WHAT IS NEEDED: Find "where's the aphid at" in the material, then return exactly the line containing it and all lines after it to the end, leaving out pictures.

DATASET:
'''

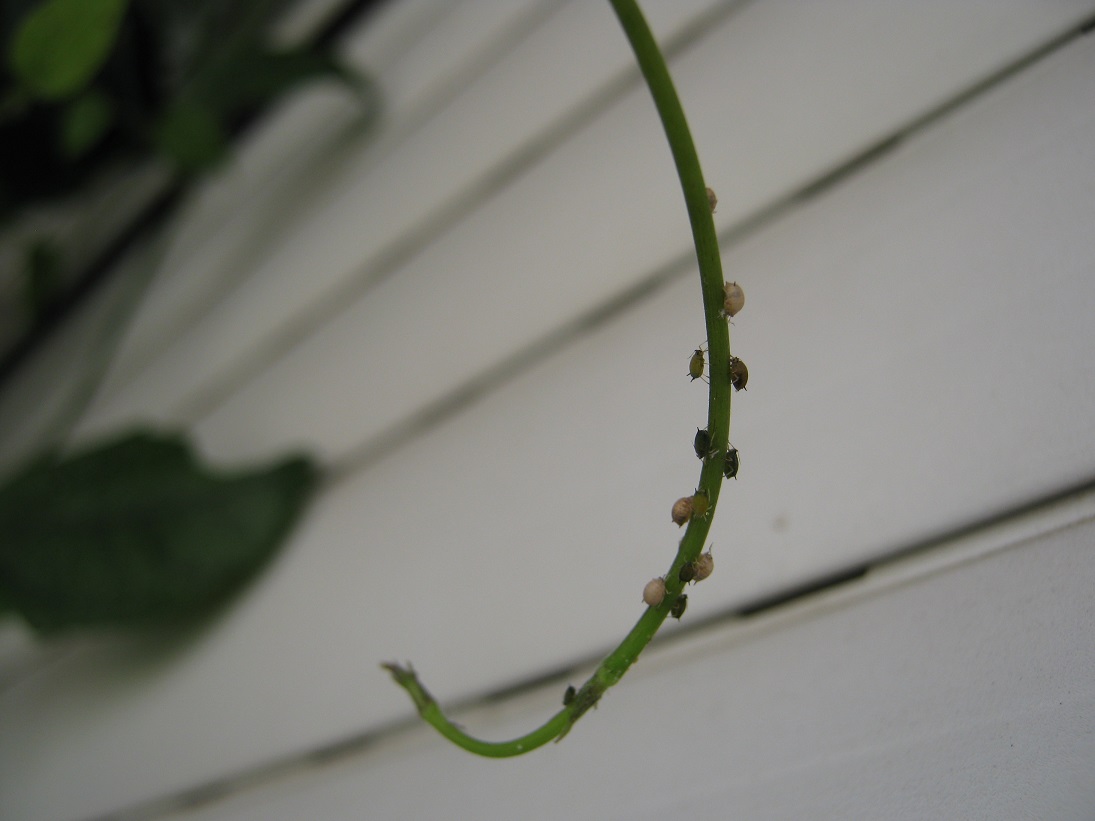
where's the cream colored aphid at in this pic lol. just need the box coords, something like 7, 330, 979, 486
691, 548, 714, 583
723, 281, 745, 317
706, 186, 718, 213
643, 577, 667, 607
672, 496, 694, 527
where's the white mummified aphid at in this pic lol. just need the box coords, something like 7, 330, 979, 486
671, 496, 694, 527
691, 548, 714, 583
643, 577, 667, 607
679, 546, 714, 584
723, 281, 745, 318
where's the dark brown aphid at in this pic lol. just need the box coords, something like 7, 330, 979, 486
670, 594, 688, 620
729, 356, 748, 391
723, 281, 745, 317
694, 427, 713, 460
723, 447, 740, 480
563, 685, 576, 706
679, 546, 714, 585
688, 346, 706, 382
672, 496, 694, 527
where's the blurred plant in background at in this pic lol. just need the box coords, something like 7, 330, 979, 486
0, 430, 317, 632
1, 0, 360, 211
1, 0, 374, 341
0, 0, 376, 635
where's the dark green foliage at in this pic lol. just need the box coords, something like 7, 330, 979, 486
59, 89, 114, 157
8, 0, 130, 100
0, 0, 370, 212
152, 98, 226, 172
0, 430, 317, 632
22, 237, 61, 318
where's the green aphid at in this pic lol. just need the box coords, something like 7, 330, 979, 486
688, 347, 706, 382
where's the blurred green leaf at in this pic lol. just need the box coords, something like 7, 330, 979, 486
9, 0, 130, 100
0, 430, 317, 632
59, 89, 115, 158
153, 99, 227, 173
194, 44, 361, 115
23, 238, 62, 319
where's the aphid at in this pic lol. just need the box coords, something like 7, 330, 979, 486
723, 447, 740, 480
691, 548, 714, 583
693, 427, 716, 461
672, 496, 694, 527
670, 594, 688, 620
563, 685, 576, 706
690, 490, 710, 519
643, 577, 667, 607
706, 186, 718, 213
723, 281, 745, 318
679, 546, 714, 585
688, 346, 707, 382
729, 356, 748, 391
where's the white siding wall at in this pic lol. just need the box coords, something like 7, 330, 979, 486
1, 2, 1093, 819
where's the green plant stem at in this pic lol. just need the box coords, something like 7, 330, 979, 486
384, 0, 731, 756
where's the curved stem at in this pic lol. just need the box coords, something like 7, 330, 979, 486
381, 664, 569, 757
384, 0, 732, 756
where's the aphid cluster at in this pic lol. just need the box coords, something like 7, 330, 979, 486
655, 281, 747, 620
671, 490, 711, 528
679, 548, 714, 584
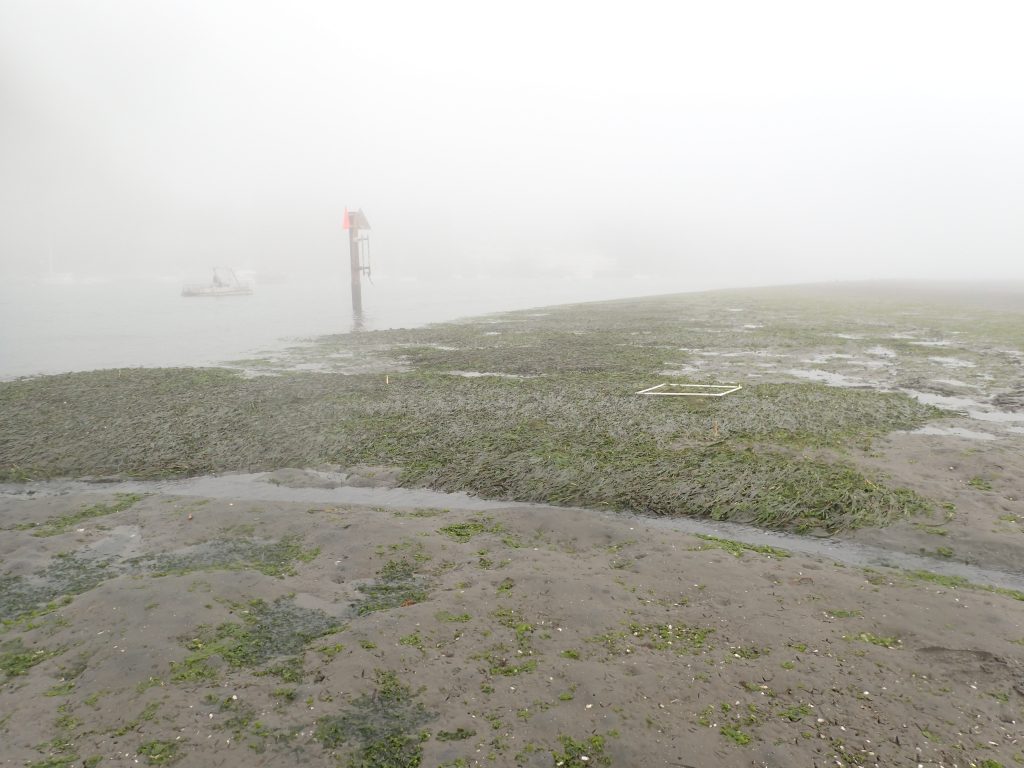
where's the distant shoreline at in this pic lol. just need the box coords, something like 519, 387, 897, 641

'''

EXERCISE SOLUTION:
where's the aphid at in this pic lol. just need the box coords, something like 7, 330, 979, 486
723, 447, 740, 480
691, 548, 714, 583
693, 427, 716, 461
672, 496, 694, 527
670, 594, 688, 620
563, 685, 576, 706
690, 490, 710, 519
643, 577, 667, 607
706, 186, 718, 213
723, 281, 745, 318
679, 546, 714, 585
688, 346, 707, 382
729, 356, 748, 391
where's the white siding wall at in this pic lol. just need the box coords, something like 7, 330, 979, 486
1, 2, 1093, 819
where's the green plant stem at in this pic lol. just need the box coords, something like 7, 330, 979, 486
384, 0, 731, 756
where's the curved stem at in this pic lol. just need the box coords, something like 7, 330, 979, 486
381, 664, 569, 757
384, 0, 732, 756
where's the aphid cluster at in this pic lol. just need the box coords, something like 7, 330, 979, 486
655, 281, 747, 620
671, 490, 711, 528
679, 548, 714, 584
where's the distant shoreline at in this pic lol. just need the box coords, something like 519, 387, 897, 641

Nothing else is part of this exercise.